Multilingual Source Tracing of Speech Deepfakes: A First Benchmark

Authors: Xi Xuan, Yang Xiao, Rohan Kumar Das, Tomi Kinnunen

Published: 2025-08-06 07:11:36+00:00

AI Summary

This paper introduces the first benchmark for multilingual speech deepfake source tracing, evaluating models' ability to identify the source model used to generate deepfake speech across different languages and speakers. The benchmark uses a new dataset and protocols to comprehensively assess model generalization in mono- and cross-lingual scenarios.

Abstract

Recent progress in generative AI has made it increasingly easy to create natural-sounding deepfake speech from just a few seconds of audio. While these tools support helpful applications, they also raise serious concerns by making it possible to generate convincing fake speech in many languages. Current research has largely focused on detecting fake speech, but little attention has been given to tracing the source models used to generate it. This paper introduces the first benchmark for multilingual speech deepfake source tracing, covering both mono- and cross-lingual scenarios. We comparatively investigate DSP- and SSL-based modeling; examine how SSL representations fine-tuned on different languages impact cross-lingual generalization performance; and evaluate generalization to unseen languages and speakers. Our findings offer the first comprehensive insights into the challenges of identifying speech generation models when training and inference languages differ. The dataset, protocol and code are available at https://github.com/xuanxixi/Multilingual-Source-Tracing.

Provided data:
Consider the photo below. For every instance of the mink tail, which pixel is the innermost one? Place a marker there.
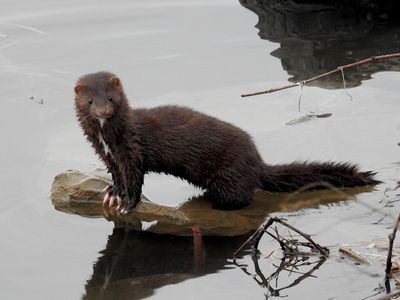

Goal: Continue the page on multilingual source tracing of speech deepfakes, starting after its final sentence.

In response:
Key findings
SSL models fine-tuned on specific languages showed the best monolingual performance. LFCC features combined with ECAPA-TDNN backends demonstrated superior cross-lingual generalization. Cross-lingual performance was better within the same language family, but significant variations existed across language pairs.
Approach
The authors compare DSP- and SSL-based models for source tracing. They evaluate performance across mono- and cross-lingual scenarios, including unseen languages and speakers using various experimental protocols. Metrics used include Macro-F1.
Datasets
MCL-MLAAD (a refined version of the MLAAD dataset), containing synthetic speech in six languages (English, German, French, Italian, Polish, Russian) generated by four TTS architectures, with noise perturbations added.
Model(s)
DSP-based models: LFCC-ResNet18, LFCC-AASIST, LFCC-ECAPA-TDNN. SSL-based models: wav2vec2.0 Large LV-60, XLS-R-300M, and six language-specific fine-tuned variants of XLS-R.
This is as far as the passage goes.